[Source data]
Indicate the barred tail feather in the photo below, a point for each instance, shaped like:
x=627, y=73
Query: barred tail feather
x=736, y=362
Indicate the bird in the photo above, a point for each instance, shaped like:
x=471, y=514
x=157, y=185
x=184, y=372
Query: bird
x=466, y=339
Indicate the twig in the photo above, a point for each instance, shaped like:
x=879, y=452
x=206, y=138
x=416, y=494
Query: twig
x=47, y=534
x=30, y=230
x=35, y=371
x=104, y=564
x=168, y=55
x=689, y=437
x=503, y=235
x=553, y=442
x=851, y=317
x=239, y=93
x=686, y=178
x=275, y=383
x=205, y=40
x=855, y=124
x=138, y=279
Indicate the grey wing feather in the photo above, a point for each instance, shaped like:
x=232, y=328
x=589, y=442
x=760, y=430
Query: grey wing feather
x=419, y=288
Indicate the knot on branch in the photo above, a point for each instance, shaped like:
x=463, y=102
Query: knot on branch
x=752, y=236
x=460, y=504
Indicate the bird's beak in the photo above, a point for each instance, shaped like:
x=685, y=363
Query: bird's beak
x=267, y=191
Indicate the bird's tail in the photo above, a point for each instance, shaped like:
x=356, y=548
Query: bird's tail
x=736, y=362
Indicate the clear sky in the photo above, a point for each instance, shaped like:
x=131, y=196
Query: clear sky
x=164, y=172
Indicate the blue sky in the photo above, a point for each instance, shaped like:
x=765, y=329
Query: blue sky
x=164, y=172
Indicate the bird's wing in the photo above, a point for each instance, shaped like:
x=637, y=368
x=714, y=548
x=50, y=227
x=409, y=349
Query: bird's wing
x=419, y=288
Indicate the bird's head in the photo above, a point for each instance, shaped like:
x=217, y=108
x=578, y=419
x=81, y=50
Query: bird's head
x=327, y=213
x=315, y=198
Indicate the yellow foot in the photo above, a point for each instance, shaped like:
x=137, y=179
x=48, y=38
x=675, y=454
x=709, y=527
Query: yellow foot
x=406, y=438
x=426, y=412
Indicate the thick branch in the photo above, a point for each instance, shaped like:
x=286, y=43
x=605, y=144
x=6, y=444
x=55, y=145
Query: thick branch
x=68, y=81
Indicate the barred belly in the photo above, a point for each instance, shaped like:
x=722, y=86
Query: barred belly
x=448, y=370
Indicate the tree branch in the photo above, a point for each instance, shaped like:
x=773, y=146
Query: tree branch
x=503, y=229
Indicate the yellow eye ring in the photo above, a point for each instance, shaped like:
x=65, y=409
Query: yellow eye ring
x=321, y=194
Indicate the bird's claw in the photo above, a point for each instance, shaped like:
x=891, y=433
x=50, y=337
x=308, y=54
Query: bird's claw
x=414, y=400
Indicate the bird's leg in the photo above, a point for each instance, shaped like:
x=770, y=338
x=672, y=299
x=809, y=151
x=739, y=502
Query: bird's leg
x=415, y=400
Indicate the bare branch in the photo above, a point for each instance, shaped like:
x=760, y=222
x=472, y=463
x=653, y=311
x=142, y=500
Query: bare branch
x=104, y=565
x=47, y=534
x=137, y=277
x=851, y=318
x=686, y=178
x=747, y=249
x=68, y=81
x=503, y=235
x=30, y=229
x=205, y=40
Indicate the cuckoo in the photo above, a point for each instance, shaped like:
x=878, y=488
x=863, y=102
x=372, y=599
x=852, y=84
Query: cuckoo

--- WHAT THE TASK REQUIRES ---
Render the lines above as a JSON list of strings, one string per line, leaving out any blank lines.

--- FULL OUTPUT ---
[
  "Indicate the barred tail feather in the photo below, a point for each instance, shaped like:",
  "x=627, y=73",
  "Query: barred tail feather",
  "x=736, y=362",
  "Indicate the bird in the photo above, a point for each instance, shaped like:",
  "x=471, y=514",
  "x=157, y=185",
  "x=184, y=372",
  "Query: bird",
  "x=466, y=339",
  "Indicate the twig in the photo above, a point for each instance, shaped like:",
  "x=879, y=452",
  "x=206, y=138",
  "x=416, y=494",
  "Query: twig",
  "x=47, y=534",
  "x=30, y=230",
  "x=35, y=371",
  "x=104, y=564",
  "x=168, y=55",
  "x=689, y=437",
  "x=503, y=235",
  "x=553, y=442",
  "x=851, y=317",
  "x=239, y=93",
  "x=686, y=178",
  "x=275, y=383",
  "x=205, y=40",
  "x=855, y=124",
  "x=138, y=279",
  "Indicate the grey wing feather in the photo above, a point for each instance, shaped like:",
  "x=232, y=328",
  "x=589, y=442",
  "x=760, y=430",
  "Query: grey wing feather",
  "x=419, y=288",
  "Indicate the knot on branch in the photo above, a point for each instance, shaped like:",
  "x=463, y=102",
  "Query: knot on branch",
  "x=752, y=236",
  "x=460, y=504",
  "Indicate the bird's beak in the photo above, a point for each instance, shaped like:",
  "x=685, y=363",
  "Query: bird's beak",
  "x=267, y=191",
  "Indicate the bird's tail in the photo above, a point for each instance, shaped like:",
  "x=356, y=548",
  "Query: bird's tail",
  "x=736, y=362",
  "Indicate the clear sky in the photo above, a point for each instance, shaped like:",
  "x=131, y=196",
  "Query: clear sky",
  "x=164, y=172",
  "Indicate the blue sky in the photo above, a point for each instance, shaped like:",
  "x=765, y=329",
  "Query: blue sky",
  "x=164, y=172",
  "Indicate the bird's wing in the photo above, a point for each instance, shaped like:",
  "x=637, y=368",
  "x=714, y=548",
  "x=50, y=227",
  "x=409, y=349",
  "Query: bird's wing",
  "x=419, y=288",
  "Indicate the bird's head in the photo above, a point for each instance, shaped like:",
  "x=217, y=108",
  "x=578, y=419",
  "x=81, y=50",
  "Query: bird's head",
  "x=327, y=213",
  "x=315, y=198",
  "Indicate the yellow foot in the photo above, a point for each instance, shaped like:",
  "x=137, y=179",
  "x=48, y=38",
  "x=675, y=454",
  "x=709, y=527",
  "Query: yellow foot",
  "x=406, y=438",
  "x=426, y=412",
  "Indicate the thick branch in the photo above, a point for each instance, shaped like:",
  "x=286, y=43",
  "x=605, y=144",
  "x=6, y=444",
  "x=55, y=145",
  "Query: thick branch",
  "x=68, y=81",
  "Indicate the barred belly in the photo above, a point for each instance, shaped like:",
  "x=722, y=86",
  "Query: barred belly",
  "x=448, y=370",
  "Indicate the tree branch in the photo above, a point for each instance, shaped like:",
  "x=773, y=146",
  "Query: tree branch",
  "x=503, y=229",
  "Indicate the yellow eye ring in the photo above, a point for each instance, shaped like:",
  "x=65, y=409",
  "Query: yellow eye ring",
  "x=321, y=194",
  "Indicate the bird's claw in the photo above, a point for each instance, shaped like:",
  "x=891, y=433",
  "x=50, y=337",
  "x=308, y=54",
  "Query: bird's claw",
  "x=414, y=400",
  "Indicate the bird's leg in the photo above, a point for each instance, shaped like:",
  "x=770, y=338",
  "x=672, y=299",
  "x=809, y=151",
  "x=739, y=502",
  "Query: bird's leg",
  "x=415, y=400",
  "Indicate the bare branch in the photo above, a point for each instance, shaped like:",
  "x=760, y=222",
  "x=472, y=463",
  "x=653, y=311",
  "x=142, y=500",
  "Query: bare branch",
  "x=104, y=565",
  "x=47, y=534",
  "x=137, y=277",
  "x=851, y=318",
  "x=686, y=178",
  "x=747, y=249",
  "x=68, y=81",
  "x=503, y=235",
  "x=30, y=229",
  "x=205, y=40",
  "Indicate the cuckoo in the photo above, a point for each instance, shaped like:",
  "x=878, y=488",
  "x=863, y=102",
  "x=372, y=599",
  "x=852, y=84",
  "Query: cuckoo"
]